EXERCISE BRIEF — Reproduce every line of the records below, requests included. In the answers, shift each coordinate pair by adding 125 to both the x and the y value.

Location annotation dataset excerpts:

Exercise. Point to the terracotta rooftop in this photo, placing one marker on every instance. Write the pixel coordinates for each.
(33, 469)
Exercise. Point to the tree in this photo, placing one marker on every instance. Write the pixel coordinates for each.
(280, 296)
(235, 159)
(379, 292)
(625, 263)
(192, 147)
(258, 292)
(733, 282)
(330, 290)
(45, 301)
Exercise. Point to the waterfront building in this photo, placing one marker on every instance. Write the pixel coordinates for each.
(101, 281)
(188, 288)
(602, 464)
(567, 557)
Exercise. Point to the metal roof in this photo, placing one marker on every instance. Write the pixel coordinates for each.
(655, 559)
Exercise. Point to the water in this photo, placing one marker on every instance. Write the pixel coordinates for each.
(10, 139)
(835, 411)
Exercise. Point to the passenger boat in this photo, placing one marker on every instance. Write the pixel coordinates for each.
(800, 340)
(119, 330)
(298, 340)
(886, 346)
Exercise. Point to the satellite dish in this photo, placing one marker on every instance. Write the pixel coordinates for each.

REPLY TO THE EXERCISE —
Exercise. Point to the terracotta rooftop in this photo, placing one marker on every instance. Write the pixel coordinates for each.
(158, 594)
Exercise. Point to the tree in this photo, placing one marker on every instance. Write the pixel coordinates for each.
(405, 421)
(360, 284)
(504, 417)
(750, 388)
(317, 272)
(383, 417)
(858, 407)
(455, 415)
(170, 426)
Exercise. Point to the waterfront building in this photo, placing one marker on every instance. Write the pixel coordinates for each.
(226, 406)
(313, 413)
(727, 589)
(692, 682)
Exercise. Point to the metal roof in this photo, placing one marker on every instance. Write the pixel coordinates for each.
(780, 684)
Exercise. Point to the water in this photo, placing one marker on every instance. Write the pixel coordinates for each.
(135, 264)
(960, 536)
Exercise. Point to the passenger boat in this photo, placing one marker on every instance. Write the pixel coordinates for each.
(925, 465)
(244, 455)
(423, 465)
(1011, 471)
Exercise. Point to the satellite dish in this photo, placing one marker on every instance. Write the pixel coordinates for each.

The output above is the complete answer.